PROVIDED TEXT:
Using custom dataset for training a classifier, RuntimeError: at outputs = net(Variable(images))

isalirezag · August 19, 2017, 12:55am

Hello,

I see different people ask questions regarding using their own datasets for trainng.
I read the tutorials in “transfer learning” and “training a classifier”, and based on them I made a simple classifier that trains on a costum data (hymenoptera_data), (code is provided at the end of this question).
My code works fine as long as I scale images to 32 (using transforms.Scale). However, as soon as I change the size of images to anything else (e.g. 64). My code gives me the following error, where the error happens at outputs = net(Variable(images))
:

RuntimeError Traceback (most recent call last)
in ()
13
14 # forward + backward + optimize
—> 15 outputs = net(inputs)
16 loss = criterion(outputs, labels)
17 loss.backward()

/usr/local/lib/python2.7/dist-packages/torch/nn/modules/module.pyc in call(self, *input, **kwargs)
204
205 def call(self, *input, **kwargs):
→ 206 result = self.forward(*input, **kwargs)
207 for hook in self._forward_hooks.values():
208 hook_result = hook(self, input, result)

in forward(self, x)
17 x = self.pool(F.relu(self.conv1(x)))
18 x = self.pool(F.relu(self.conv2(x)))
—> 19 x = x.view(-1, 16 * 5 * 5)
20 x = F.relu(self.fc1(x))
21 x = F.relu(self.fc2(x))

/usr/local/lib/python2.7/dist-packages/torch/autograd/variable.pyc in view(self, *sizes)
469
470 def view(self, *sizes):
→ 471 return View(*sizes)(self)
472
473 def view_as(self, tensor):

/usr/local/lib/python2.7/dist-packages/torch/autograd/_functions/tensor.pyc in forward(self, i)
96 def forward(self, i):
97 self.input_size = i.size()
—> 98 result = i.view(*self.sizes)
99 self.mark_shared_storage((i, result))
100 return result

RuntimeError: size ‘[-1 x 400]’ is invalid for input of with 5408 elements at /b/wheel/pytorch-src/torch/lib/TH/THStorage.c:55

Can anyone please help me underrstand what is going on and how I can fix it?

DATA BLOCK:
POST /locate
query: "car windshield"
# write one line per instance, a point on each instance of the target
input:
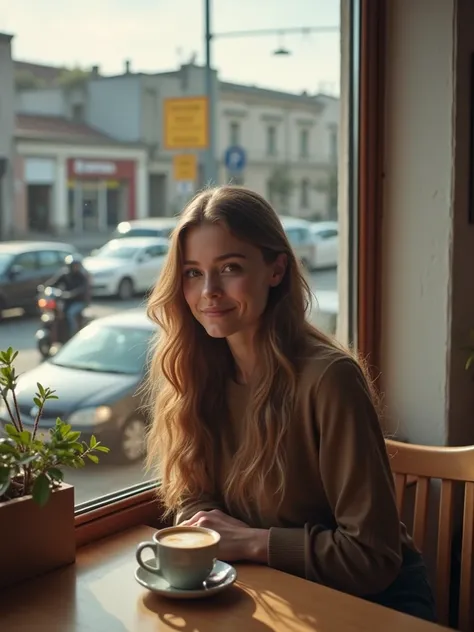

WHAT IS REQUIRED: Quote the stretch of the forum post from "207 for hook" through "x = self.pool(F.relu(self.conv2(x)))". The lines above stand apart from the forum post and have no connection to it.

THE RESULT:
207 for hook in self._forward_hooks.values():
208 hook_result = hook(self, input, result)

in forward(self, x)
17 x = self.pool(F.relu(self.conv1(x)))
18 x = self.pool(F.relu(self.conv2(x)))